Exercise directions: Extract every one of the items below and reproduce each line word for word.

---

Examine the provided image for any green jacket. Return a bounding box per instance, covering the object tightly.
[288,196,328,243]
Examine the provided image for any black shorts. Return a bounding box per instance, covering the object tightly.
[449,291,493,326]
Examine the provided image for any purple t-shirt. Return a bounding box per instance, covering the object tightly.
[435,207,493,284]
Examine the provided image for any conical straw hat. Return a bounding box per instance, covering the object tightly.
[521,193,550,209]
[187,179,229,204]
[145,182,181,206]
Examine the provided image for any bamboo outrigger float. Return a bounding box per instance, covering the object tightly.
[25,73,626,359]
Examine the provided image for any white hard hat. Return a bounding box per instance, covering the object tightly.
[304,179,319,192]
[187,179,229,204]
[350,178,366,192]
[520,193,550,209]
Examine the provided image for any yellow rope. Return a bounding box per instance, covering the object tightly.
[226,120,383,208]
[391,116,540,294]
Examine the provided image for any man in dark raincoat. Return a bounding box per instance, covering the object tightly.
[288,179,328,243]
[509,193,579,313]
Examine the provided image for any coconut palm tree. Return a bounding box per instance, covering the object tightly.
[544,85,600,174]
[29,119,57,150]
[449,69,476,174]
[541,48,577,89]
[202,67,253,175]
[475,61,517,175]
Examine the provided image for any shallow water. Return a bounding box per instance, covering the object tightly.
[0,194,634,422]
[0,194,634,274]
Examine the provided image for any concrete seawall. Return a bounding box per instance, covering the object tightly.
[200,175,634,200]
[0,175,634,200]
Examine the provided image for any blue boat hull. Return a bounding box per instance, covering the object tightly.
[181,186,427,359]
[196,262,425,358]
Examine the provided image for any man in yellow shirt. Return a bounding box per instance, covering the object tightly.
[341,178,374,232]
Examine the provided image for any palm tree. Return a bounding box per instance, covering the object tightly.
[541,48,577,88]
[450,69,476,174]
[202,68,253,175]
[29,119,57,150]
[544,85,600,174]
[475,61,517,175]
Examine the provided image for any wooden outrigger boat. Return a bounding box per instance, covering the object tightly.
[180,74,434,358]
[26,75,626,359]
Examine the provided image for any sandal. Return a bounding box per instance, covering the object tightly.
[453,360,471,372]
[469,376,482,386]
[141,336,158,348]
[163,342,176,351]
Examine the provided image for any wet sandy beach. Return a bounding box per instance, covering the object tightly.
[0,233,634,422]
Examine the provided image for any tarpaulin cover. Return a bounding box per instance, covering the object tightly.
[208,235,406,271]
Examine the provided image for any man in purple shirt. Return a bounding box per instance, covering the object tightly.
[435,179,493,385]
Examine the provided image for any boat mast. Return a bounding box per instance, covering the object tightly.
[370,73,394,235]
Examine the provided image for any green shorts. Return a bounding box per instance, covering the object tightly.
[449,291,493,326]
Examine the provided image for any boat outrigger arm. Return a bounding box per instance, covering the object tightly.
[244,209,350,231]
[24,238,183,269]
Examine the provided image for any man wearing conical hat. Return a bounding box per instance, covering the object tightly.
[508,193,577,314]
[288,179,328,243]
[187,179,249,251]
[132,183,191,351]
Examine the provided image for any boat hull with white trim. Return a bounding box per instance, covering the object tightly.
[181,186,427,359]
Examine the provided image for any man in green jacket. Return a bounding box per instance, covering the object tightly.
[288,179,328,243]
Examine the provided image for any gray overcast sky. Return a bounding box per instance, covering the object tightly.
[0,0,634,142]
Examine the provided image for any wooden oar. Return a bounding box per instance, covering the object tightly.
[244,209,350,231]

---

Result:
Examine the provided image for any green jacket. Return a bounding box per instance, covering the object tightly.
[288,196,328,243]
Examine the provided image for any black shorts. Return a bounding box per instance, covering the object tightly.
[449,291,493,326]
Examine the provided image for any purple t-shirt. Return a bounding box per instance, covering the object tightly.
[435,207,493,284]
Examine the provided image for any conical straw hat. Return a bounding box per instance, covering the object tightly.
[521,193,550,209]
[187,179,229,204]
[145,182,181,206]
Examine the provided image for any bamboo outrigger float. Return a bounding box per instance, covering the object tightly.
[25,73,626,359]
Examine the provided image for any white hard hat. Return a bounding box per instance, covering the object tightly.
[304,179,319,192]
[187,179,229,204]
[350,178,366,192]
[520,193,550,209]
Examine the provided image for any yellow rope. Return a bounding box per instance, covering the object tightly.
[226,120,383,208]
[391,116,540,294]
Examine the provided image for any man in dark raincoat. Return a bounding box per instance, covering the object tightly.
[288,179,328,243]
[509,193,579,313]
Examine the provided image for any coconut palm tree. Return a bounding box per instance, covering the object tightly.
[544,85,600,174]
[29,119,57,150]
[449,69,476,174]
[541,48,577,89]
[202,67,253,175]
[475,61,517,175]
Examine the provided image for any shallow water. Return a bounding box per instance, covering the object tightly.
[0,194,634,422]
[0,194,634,274]
Examine the provided image for any concrete seawall. Return a bounding box per instance, covering the object tightly.
[200,175,634,200]
[0,175,634,200]
Examine the provided image for any blue boat hull. Return a bounding box per instance, covering the object tightly.
[181,186,427,359]
[196,262,425,358]
Examine the provided image for any man in yellow shirt. Return a bounding box per instance, covering the object tightly.
[341,178,374,232]
Examine the provided image for any palm tree. Return a bounding box per instance, covering the object tightly.
[541,48,577,88]
[450,69,476,174]
[202,68,253,175]
[29,119,57,150]
[544,85,600,174]
[475,61,517,175]
Examine the provided image for any wooden outrigger boat. Return a bounding box per instance, covering the object tightly.
[180,74,434,358]
[26,75,626,359]
Examine the provided image for any sandal. Return a bounding box per instance, covering the object tightly.
[453,360,471,372]
[469,376,482,386]
[141,336,158,348]
[163,342,176,351]
Examine the provided image for any wet sandy beach. Return a bounding box per instance, covering the object tightly.
[0,233,634,422]
Examine the provided image for any tarpaulin cover. Return a bounding box per instance, covering the object tightly.
[208,235,406,271]
Examine the provided image for any man in purple shirt. Return a bounding box per instance, covering the object tightly.
[435,179,493,385]
Examine the provided image for any boat mast. Return a bounding box per instance, covering the object tightly.
[370,73,394,235]
Examine the provided image for any green shorts. Return a bounding box per instance, covering the object tightly.
[449,291,493,326]
Examine the provided image for any boat outrigger arm. Return a bounding box per instance, covering the object tightly.
[244,209,350,231]
[24,238,183,269]
Examine the provided image for any man wearing conical hat. Return a bounding box per instance, covering the object tightly.
[508,193,577,314]
[288,179,328,243]
[187,179,249,251]
[132,183,191,351]
Examine the provided image for any boat hull with white trim. Return a bounding box per instance, covering the object tightly.
[181,186,427,359]
Examine the provided image for any man in green jacket. Return a bounding box per instance, covering the object tightly.
[288,179,328,243]
Examine the provided image for any gray overcast sky. Return a bounding box per instance, covering the object tightly.
[0,0,634,142]
Examine the provided image for any wooden oar. Return a bounding box per instance, covering the object tightly.
[244,209,350,231]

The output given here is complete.